## [Quoted text]
[PATCH RFC] mm/kmemleak: avoid soft lockup when scanning task stacks

Linux-mm Archive on lore.kernel.org
 help / color / mirror / Atom feed

* [PATCH RFC] mm/kmemleak: avoid soft lockup when scanning task stacks
@ 2026-06-11 12:45 Breno Leitao
  2026-06-12  1:10 ` SeongJae Park
  2026-06-12  3:16 ` Lance Yang
  0 siblings, 2 replies; 4+ messages in thread
From: Breno Leitao @ 2026-06-11 12:45 UTC (permalink / raw)
  To: Catalin Marinas, Andrew Morton
  Cc: linux-mm, linux-kernel, kernel-team, Breno Leitao

kmemleak_scan() walks every thread and scans its kernel stack under a
single rcu_read_lock() with no reschedule point. On a host with very
many threads -- amplified by KASAN/lockdep in debug builds -- this loop
can hog a CPU long enough to trip the soft lockup watchdog:

  watchdog: BUG: soft lockup - CPU#35 stuck for 22s! [kmemleak:537]
   scan_block
   kmemleak_scan
   kmemleak_scan_thread
   kthread

A cond_resched() cannot be added directly: the loop runs inside an RCU
read-side critical section.

Split the scan in two parts:

1) get the list of tasks (with RCU read lock) in an array
2) run scan_block() for the tasks (with cond_reschd()).

Is it a sane approach?

Signed-off-by: Breno Leitao <leitao@debian.org>
---
 mm/kmemleak.c | 26 ++++++++++++++++++++++----
 1 file changed, 22 insertions(+), 4 deletions(-)

diff --git a/mm/kmemleak.c b/mm/kmemleak.c
index 7c7ba17ce7af0..9f8a35ecbb50c 100644
--- a/mm/kmemleak.c
+++ b/mm/kmemleak.c
@@ -62,6 +62,7 @@
 #include <linux/kernel.h>
 #include <linux/list.h>
 #include <linux/sched/signal.h>
+#include <linux/sched/stat.h>
 #include <linux/sched/task.h>
 #include <linux/sched/task_stack.h>
 #include <linux/jiffies.h>
@@ -1885,17 +1886,34 @@ static void kmemleak_scan(void)

## [Tasks to carry out]
1. From the kmemleak patch, copy the passage starting with "Is it a sane" and going on through "insertions(+), 4 deletions(-)", reproducing every word unchanged.
2. Translate this sentence from the kmemleak patch into Spanish: "A cond_resched() cannot be added directly: the loop runs inside an RCU read-side critical section."

## [Given information]
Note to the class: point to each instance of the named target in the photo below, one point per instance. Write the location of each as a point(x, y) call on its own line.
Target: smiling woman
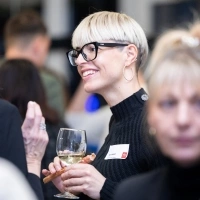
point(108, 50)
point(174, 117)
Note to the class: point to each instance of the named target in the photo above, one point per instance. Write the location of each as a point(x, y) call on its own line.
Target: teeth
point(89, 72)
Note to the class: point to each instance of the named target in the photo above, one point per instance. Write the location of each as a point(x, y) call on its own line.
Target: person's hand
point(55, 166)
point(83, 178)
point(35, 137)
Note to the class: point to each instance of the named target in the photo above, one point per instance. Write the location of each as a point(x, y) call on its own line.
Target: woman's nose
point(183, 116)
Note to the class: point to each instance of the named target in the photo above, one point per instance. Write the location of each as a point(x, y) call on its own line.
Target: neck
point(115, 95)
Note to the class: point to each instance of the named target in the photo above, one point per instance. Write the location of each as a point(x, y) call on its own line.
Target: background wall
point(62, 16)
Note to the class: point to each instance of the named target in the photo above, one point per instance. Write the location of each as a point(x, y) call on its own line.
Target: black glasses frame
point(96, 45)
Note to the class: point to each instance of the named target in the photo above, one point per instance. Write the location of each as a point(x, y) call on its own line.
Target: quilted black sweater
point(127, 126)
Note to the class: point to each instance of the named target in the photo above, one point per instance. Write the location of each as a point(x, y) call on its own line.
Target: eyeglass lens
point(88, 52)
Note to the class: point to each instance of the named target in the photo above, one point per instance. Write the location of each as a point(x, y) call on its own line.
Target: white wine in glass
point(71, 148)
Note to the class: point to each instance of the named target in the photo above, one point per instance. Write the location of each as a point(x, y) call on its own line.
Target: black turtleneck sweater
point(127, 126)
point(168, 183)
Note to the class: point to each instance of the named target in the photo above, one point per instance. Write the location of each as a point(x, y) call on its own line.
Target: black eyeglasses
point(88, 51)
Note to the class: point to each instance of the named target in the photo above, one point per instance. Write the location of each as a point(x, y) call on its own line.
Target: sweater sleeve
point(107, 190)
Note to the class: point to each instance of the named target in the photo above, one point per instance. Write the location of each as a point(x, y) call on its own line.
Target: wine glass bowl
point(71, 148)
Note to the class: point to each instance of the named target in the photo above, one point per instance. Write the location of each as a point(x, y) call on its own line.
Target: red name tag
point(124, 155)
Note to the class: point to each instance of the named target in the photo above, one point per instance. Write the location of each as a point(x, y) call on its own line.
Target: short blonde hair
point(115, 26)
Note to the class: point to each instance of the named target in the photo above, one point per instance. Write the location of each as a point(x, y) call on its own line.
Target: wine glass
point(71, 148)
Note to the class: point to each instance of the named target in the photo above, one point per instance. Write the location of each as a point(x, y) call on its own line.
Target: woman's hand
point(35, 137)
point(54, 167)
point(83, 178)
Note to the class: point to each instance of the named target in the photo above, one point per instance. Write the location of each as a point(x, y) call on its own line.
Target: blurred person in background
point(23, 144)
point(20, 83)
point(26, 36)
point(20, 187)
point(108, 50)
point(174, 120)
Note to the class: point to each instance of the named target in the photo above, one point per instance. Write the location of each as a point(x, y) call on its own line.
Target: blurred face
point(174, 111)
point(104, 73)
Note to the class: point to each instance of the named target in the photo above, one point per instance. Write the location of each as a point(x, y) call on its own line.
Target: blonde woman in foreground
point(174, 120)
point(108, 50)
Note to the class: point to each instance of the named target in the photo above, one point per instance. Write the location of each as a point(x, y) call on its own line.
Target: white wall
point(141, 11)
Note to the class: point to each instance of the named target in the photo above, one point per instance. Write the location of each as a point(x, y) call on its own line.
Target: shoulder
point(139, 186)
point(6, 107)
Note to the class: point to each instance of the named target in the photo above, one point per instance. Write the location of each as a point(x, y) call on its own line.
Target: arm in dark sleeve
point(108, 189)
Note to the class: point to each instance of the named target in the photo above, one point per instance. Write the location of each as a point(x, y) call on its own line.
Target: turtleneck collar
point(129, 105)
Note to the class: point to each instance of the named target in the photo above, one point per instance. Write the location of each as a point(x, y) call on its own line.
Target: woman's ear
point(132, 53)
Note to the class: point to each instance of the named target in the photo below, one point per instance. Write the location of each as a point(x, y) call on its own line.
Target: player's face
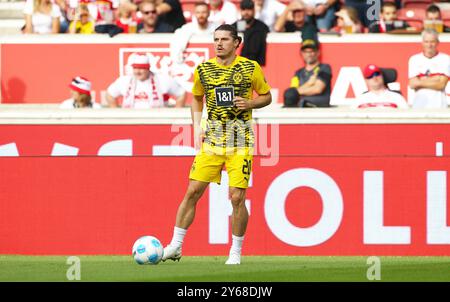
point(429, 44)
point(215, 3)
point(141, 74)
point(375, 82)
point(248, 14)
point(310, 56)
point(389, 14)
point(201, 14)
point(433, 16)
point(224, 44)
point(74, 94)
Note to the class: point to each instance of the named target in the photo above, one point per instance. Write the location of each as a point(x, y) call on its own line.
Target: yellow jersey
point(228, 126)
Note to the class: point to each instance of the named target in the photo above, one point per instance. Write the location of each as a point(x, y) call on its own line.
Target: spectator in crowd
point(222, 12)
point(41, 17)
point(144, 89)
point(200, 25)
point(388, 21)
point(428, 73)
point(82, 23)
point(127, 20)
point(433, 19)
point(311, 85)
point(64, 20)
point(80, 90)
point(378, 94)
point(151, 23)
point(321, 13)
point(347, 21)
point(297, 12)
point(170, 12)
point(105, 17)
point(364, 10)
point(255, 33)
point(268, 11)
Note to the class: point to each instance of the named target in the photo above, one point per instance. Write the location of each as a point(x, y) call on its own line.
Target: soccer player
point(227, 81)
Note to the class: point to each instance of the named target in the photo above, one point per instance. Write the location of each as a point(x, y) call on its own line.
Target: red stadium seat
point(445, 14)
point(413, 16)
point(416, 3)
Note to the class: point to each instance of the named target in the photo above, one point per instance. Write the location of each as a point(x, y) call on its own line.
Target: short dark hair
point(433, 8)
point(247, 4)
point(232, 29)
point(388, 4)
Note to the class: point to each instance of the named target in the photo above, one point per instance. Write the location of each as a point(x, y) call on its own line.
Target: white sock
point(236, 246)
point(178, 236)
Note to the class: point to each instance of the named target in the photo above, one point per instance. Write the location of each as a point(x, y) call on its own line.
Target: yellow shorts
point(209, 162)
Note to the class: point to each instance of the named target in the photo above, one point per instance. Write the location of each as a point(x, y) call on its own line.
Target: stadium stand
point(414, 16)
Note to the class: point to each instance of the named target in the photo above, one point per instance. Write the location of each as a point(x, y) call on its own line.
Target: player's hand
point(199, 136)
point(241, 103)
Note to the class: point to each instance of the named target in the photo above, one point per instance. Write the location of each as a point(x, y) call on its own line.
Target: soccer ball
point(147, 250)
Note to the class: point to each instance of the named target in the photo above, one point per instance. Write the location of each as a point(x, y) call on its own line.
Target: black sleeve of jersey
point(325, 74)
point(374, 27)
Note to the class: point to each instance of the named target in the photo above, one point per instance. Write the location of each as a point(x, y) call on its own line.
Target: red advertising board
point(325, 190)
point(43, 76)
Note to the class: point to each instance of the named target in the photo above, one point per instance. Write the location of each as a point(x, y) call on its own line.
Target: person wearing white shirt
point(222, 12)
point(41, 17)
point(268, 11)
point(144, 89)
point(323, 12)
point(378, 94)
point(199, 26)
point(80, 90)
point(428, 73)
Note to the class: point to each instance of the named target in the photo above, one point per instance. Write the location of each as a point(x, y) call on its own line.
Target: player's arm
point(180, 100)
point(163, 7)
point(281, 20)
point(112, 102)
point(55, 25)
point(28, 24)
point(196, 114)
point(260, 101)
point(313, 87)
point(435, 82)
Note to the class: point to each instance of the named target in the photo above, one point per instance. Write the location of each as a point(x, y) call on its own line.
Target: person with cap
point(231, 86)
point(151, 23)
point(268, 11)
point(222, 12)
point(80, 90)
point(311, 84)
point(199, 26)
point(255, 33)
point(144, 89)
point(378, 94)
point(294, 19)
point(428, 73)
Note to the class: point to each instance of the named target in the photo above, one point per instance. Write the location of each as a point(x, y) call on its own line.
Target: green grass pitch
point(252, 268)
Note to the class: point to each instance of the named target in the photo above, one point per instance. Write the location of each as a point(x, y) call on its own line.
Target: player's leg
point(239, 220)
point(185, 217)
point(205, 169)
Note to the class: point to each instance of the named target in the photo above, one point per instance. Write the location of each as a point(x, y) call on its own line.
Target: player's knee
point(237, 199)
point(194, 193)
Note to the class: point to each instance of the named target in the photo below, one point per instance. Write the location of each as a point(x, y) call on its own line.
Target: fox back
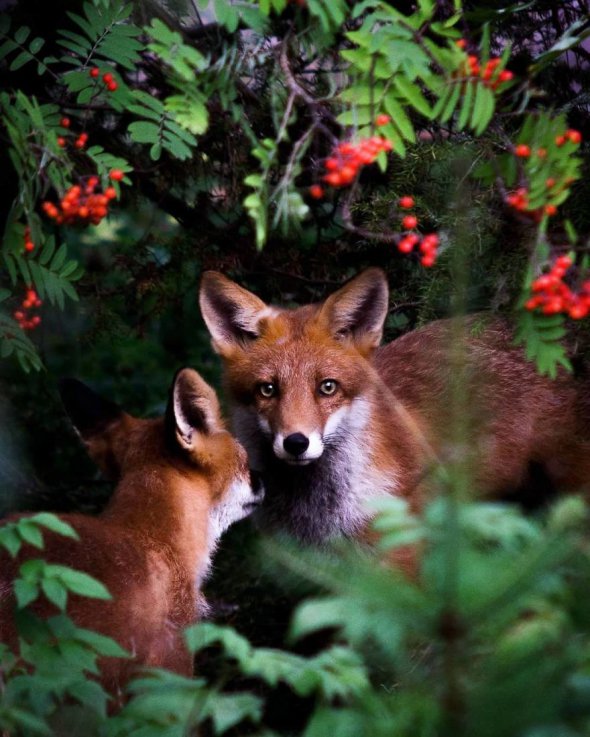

## [Answers for the exercise]
1.
Is it a sane approach?

Signed-off-by: Breno Leitao <leitao@debian.org>
---
 mm/kmemleak.c | 26 ++++++++++++++++++++++----
 1 file changed, 22 insertions(+), 4 deletions(-)

2. No se puede añadir un cond_resched() directamente: el bucle se ejecuta dentro de una sección crítica de lectura de RCU.